## Start Task material

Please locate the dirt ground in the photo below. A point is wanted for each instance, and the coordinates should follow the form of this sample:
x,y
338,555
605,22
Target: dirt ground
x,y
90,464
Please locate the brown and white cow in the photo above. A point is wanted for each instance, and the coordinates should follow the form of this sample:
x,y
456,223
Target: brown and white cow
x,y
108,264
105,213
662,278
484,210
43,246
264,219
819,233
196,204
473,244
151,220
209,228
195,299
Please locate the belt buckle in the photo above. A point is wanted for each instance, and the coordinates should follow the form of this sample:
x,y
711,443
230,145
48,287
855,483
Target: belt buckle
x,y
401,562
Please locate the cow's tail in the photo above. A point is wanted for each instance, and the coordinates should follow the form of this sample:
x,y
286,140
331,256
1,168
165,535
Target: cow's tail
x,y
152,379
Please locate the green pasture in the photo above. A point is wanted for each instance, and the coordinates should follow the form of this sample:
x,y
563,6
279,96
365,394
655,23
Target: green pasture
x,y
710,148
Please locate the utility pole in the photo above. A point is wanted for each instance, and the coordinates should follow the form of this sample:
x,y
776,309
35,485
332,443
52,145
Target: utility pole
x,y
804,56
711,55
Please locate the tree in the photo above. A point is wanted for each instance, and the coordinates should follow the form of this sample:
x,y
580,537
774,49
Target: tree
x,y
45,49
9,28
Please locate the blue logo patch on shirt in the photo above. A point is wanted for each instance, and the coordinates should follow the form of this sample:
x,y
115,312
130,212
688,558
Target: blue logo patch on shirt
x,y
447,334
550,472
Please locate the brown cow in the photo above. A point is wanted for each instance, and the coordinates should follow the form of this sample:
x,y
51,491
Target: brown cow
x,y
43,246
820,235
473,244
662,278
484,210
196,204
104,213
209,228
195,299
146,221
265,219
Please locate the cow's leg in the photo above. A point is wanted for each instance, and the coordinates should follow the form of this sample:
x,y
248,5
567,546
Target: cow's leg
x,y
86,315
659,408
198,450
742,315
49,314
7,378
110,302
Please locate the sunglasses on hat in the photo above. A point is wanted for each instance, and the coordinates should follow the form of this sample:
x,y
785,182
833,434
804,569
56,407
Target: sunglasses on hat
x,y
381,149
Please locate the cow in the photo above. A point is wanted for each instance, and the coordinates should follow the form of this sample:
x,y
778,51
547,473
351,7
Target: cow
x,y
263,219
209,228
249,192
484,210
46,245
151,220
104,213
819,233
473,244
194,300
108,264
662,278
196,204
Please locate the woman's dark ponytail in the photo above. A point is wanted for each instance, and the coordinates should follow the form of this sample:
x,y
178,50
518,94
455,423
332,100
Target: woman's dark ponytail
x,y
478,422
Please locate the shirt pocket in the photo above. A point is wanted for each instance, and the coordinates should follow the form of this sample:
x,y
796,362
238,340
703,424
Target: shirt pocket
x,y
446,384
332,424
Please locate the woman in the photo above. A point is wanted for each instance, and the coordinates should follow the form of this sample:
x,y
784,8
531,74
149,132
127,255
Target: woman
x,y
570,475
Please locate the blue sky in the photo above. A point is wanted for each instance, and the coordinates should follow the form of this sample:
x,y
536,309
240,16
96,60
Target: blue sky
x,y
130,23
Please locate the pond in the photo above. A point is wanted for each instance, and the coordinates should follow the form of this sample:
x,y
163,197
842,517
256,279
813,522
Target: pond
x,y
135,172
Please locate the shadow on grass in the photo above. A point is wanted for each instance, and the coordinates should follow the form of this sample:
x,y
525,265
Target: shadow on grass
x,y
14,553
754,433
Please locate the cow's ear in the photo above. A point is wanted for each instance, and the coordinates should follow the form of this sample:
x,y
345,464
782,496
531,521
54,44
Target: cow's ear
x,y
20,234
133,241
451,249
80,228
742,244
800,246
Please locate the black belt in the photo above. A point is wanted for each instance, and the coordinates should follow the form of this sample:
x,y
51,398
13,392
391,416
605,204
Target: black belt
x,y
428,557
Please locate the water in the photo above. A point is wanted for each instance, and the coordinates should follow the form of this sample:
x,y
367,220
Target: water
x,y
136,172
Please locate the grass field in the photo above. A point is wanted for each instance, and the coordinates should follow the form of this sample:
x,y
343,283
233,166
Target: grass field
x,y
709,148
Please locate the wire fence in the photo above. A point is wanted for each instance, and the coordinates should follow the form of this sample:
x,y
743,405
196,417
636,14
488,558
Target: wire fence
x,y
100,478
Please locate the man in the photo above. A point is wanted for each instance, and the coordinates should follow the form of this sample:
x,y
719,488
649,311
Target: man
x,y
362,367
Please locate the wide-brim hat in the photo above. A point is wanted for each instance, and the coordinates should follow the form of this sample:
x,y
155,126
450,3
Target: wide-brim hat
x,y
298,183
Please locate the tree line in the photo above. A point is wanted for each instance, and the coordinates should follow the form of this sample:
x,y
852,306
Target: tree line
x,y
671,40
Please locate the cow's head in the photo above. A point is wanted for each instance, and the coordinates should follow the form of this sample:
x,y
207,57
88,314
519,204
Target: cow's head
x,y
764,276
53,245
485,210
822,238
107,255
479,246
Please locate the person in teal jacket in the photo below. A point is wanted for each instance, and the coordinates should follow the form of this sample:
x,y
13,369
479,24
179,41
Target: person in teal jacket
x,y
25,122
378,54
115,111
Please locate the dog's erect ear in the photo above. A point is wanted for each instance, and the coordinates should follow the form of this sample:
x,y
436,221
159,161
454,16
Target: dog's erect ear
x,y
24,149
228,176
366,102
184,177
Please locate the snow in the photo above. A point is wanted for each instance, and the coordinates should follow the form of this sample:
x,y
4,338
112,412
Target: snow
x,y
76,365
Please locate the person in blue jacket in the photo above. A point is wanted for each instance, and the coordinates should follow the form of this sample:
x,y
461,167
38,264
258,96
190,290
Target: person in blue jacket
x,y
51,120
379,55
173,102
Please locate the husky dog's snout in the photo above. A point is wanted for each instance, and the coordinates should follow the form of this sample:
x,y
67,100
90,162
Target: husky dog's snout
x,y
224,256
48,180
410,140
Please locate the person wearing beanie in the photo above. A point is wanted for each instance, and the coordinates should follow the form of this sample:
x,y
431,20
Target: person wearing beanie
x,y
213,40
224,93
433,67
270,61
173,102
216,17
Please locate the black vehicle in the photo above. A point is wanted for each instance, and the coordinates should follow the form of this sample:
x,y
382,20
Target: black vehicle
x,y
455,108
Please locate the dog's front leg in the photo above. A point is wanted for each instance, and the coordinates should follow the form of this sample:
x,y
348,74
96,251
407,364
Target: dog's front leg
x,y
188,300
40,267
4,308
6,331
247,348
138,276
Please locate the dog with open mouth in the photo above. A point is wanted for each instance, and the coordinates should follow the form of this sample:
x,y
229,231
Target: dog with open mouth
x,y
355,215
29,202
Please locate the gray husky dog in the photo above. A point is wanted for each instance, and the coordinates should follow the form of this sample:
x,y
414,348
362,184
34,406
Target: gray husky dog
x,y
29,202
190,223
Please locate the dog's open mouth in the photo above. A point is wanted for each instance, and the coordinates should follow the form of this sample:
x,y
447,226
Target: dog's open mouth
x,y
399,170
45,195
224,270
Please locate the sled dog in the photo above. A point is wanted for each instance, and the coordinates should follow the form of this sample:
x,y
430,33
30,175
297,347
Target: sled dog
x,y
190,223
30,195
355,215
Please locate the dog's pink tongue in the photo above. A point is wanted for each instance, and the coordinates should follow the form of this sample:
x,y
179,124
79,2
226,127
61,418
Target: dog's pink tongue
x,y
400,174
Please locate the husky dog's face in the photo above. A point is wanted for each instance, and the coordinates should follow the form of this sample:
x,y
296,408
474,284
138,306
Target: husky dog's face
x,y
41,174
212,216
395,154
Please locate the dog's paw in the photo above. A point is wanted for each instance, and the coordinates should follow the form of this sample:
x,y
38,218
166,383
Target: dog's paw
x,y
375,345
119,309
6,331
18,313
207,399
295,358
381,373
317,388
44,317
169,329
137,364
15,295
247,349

## End Task material

- [Requirement] Reproduce word for word the part of the listing above that runs from the line containing "Please locate the gray" through the end of the listing, inclusive.

- [Written answer]
Please locate the gray husky dog in the photo above. A point is wanted for each instance, and the coordinates should follow the form of this sample:
x,y
414,348
362,184
34,406
Target: gray husky dog
x,y
29,202
190,223
Please locate the dog's open mouth in the photo above. A point is wanted for each instance, and the coordinates should follow the form of this sample:
x,y
447,226
Target: dog's open mouth
x,y
399,170
45,195
224,270
Please locate the sled dog in the photo above. A point is wanted for each instance, and the coordinates should follow the form of this sample:
x,y
430,33
30,175
297,347
Target: sled dog
x,y
190,223
30,195
355,215
Please locate the dog's pink tongue in the photo above. A point is wanted for each instance, and the coordinates should follow the form of this sample:
x,y
179,124
79,2
226,127
61,418
Target: dog's pink tongue
x,y
400,174
Please locate the husky dog's face in the photo above. A point is wanted for each instance, and the coordinates should follow the form of this sample:
x,y
296,408
474,284
138,306
Target: husky dog's face
x,y
41,174
212,216
395,154
Please locate the dog's paw in the photo above. A point is wanted for each instance, and the coordinates should follow the form of this sample:
x,y
38,218
166,383
Target: dog's paw
x,y
375,345
119,309
6,331
18,313
207,399
295,358
381,373
317,388
44,317
169,329
137,364
15,295
247,349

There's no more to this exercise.